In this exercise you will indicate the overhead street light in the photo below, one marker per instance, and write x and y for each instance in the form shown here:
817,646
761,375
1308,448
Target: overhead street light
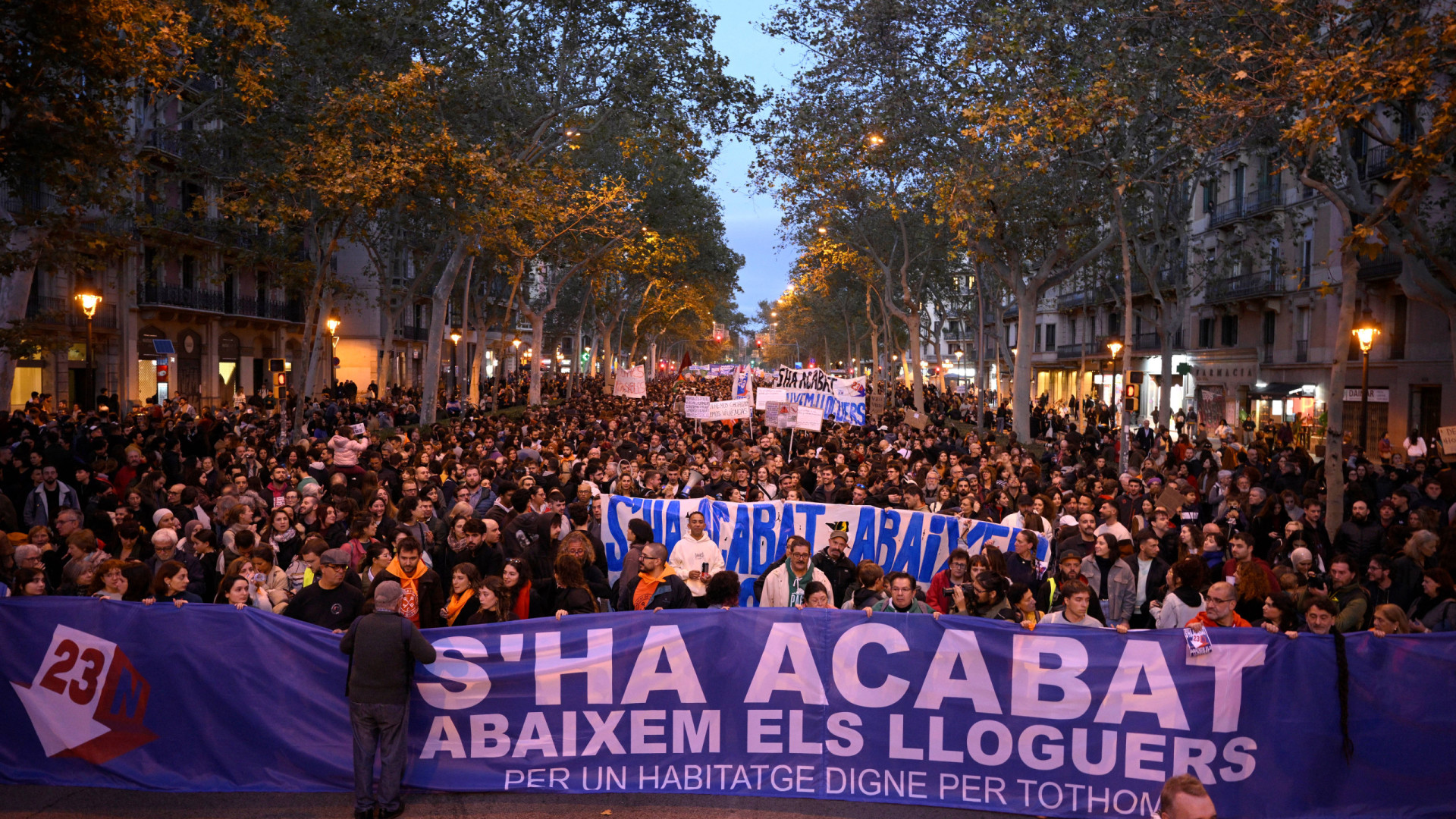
332,322
1365,333
89,299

=-=-=

• Exercise objective: The data above is to be printed exactly, all of it, except for the pictures.

• Your response:
In this exercise you will indicate the overhead street light in the photo below, one marker per instance, and write x and y for each instance in the form shown here:
817,646
761,375
1308,448
Target: overhead street light
332,322
1365,333
89,299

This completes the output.